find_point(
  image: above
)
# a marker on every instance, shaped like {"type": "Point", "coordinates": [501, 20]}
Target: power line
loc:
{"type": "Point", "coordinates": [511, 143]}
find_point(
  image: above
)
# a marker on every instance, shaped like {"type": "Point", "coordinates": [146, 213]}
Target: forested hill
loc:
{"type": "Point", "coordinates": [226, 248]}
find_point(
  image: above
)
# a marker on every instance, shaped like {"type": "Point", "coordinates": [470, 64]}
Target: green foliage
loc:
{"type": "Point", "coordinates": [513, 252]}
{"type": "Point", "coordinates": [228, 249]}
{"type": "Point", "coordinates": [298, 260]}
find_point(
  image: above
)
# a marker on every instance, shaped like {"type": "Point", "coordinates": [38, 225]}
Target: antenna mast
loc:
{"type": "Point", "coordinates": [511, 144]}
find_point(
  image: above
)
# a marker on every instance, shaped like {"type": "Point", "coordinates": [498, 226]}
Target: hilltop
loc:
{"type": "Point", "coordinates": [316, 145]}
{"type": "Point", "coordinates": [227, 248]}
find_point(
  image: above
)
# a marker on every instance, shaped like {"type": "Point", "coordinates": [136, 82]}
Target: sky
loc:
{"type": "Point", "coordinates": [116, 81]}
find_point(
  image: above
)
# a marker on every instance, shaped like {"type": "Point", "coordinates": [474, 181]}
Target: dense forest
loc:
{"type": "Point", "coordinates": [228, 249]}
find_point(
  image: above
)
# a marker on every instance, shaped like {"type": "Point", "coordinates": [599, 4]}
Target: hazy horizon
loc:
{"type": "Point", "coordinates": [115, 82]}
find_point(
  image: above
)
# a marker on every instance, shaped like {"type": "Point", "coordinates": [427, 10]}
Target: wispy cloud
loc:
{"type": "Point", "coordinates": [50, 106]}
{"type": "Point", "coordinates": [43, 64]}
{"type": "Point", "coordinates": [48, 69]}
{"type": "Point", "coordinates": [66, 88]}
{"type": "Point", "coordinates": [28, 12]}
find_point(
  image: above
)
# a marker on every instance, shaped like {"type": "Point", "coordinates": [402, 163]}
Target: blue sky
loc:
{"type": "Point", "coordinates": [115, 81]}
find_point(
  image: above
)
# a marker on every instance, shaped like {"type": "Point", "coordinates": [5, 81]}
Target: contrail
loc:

- - - -

▶ What this task involves
Reproduce the full listing exactly.

▶ Answer for the task
find_point(
  image: above
)
# a marker on every instance, shaped like {"type": "Point", "coordinates": [501, 20]}
Target: power line
loc:
{"type": "Point", "coordinates": [511, 143]}
find_point(
  image: above
)
# a marker on every instance, shaped like {"type": "Point", "coordinates": [146, 213]}
Target: forested hill
loc:
{"type": "Point", "coordinates": [226, 248]}
find_point(
  image: above
)
# a marker on every instance, shaped like {"type": "Point", "coordinates": [470, 64]}
Target: green foliage
loc:
{"type": "Point", "coordinates": [513, 252]}
{"type": "Point", "coordinates": [228, 249]}
{"type": "Point", "coordinates": [298, 260]}
find_point(
  image: above
)
# a marker on every instance, shaped like {"type": "Point", "coordinates": [38, 225]}
Target: antenna mast
loc:
{"type": "Point", "coordinates": [511, 144]}
find_point(
  image: above
)
# a marker on every instance, shaped like {"type": "Point", "coordinates": [498, 226]}
Target: hilltop
loc:
{"type": "Point", "coordinates": [316, 145]}
{"type": "Point", "coordinates": [227, 248]}
find_point(
  image: above
)
# a marker on every instance, shaped like {"type": "Point", "coordinates": [136, 82]}
Target: sky
loc:
{"type": "Point", "coordinates": [116, 81]}
find_point(
  image: above
)
# a marker on every instance, shaped like {"type": "Point", "coordinates": [474, 181]}
Target: dense forest
loc:
{"type": "Point", "coordinates": [228, 249]}
find_point(
  image: above
)
# a marker on every instance, shaped like {"type": "Point", "coordinates": [599, 4]}
Target: hazy horizon
loc:
{"type": "Point", "coordinates": [115, 82]}
find_point(
  image: above
)
# a marker on every instance, shaped like {"type": "Point", "coordinates": [427, 10]}
Target: wispy cloud
loc:
{"type": "Point", "coordinates": [50, 106]}
{"type": "Point", "coordinates": [43, 64]}
{"type": "Point", "coordinates": [48, 69]}
{"type": "Point", "coordinates": [66, 88]}
{"type": "Point", "coordinates": [28, 12]}
find_point(
  image: above
)
# a marker on every instance, shaped like {"type": "Point", "coordinates": [402, 163]}
Target: blue sky
loc:
{"type": "Point", "coordinates": [115, 81]}
find_point(
  image: above
)
# a marker on every instance, shaped like {"type": "Point", "coordinates": [5, 81]}
Target: contrail
loc:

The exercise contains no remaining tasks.